Start of Task inputs

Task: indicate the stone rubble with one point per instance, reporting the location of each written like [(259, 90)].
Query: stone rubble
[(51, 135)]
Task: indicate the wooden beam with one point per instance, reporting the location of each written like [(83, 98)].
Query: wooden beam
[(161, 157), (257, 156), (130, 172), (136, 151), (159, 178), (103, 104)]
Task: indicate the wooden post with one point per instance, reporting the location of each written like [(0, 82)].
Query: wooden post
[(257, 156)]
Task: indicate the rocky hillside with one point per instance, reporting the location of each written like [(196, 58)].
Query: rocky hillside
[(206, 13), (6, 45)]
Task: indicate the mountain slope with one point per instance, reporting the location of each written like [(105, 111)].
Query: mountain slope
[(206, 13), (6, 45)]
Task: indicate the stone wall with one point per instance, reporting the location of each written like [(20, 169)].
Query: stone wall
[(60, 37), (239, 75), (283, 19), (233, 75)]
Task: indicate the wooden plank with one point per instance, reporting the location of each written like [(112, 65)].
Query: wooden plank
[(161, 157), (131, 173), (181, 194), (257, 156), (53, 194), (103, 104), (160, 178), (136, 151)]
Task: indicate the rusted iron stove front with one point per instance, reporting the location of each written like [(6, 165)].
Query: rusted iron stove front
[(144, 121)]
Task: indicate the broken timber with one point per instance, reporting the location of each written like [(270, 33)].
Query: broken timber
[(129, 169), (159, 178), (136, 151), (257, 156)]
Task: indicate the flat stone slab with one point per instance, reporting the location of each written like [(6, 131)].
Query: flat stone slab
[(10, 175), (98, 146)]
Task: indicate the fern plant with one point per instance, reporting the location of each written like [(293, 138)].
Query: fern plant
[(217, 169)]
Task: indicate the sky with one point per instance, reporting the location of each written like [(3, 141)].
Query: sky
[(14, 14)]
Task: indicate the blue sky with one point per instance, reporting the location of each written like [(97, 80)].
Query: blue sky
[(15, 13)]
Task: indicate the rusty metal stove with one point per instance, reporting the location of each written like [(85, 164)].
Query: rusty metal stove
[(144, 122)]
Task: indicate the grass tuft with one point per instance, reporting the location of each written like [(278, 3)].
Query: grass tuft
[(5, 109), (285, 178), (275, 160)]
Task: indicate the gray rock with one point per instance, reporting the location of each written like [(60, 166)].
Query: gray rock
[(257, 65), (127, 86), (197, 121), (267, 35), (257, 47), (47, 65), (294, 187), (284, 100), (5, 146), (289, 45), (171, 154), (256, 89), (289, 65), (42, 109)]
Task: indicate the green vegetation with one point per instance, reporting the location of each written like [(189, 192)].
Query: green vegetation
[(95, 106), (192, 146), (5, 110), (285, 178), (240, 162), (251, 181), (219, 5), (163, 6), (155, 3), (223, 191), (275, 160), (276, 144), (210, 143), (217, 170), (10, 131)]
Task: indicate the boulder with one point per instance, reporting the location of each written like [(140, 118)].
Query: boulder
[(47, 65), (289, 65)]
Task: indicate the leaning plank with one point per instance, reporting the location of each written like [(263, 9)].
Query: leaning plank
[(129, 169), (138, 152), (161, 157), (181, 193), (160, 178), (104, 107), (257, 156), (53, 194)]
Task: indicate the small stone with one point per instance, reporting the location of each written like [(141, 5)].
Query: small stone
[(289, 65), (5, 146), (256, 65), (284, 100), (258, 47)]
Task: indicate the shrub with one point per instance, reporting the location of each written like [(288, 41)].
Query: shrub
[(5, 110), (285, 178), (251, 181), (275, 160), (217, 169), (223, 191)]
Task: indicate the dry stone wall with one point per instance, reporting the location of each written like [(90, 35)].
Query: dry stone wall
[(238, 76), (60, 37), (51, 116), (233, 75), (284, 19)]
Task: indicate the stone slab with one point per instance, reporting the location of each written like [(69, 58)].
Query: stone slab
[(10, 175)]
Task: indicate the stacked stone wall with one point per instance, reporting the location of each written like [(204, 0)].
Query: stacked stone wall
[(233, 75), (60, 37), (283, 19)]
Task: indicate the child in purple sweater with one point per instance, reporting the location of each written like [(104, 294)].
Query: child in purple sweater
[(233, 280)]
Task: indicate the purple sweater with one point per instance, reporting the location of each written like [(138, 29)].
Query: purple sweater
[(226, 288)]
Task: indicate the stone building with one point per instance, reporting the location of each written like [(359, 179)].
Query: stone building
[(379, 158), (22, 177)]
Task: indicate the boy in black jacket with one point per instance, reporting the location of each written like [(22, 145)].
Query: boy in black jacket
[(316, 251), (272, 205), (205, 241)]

End of Task inputs

## Task to complete:
Copy, without any change, the lines from the one that contains "Task: indicate the boy" to the final line of the entries above.

## Reply to the task:
Task: indicate the boy in black jacket with one point per instance, reporting the location of each written like [(22, 145)].
Query: boy in black jacket
[(316, 251), (272, 205), (205, 241)]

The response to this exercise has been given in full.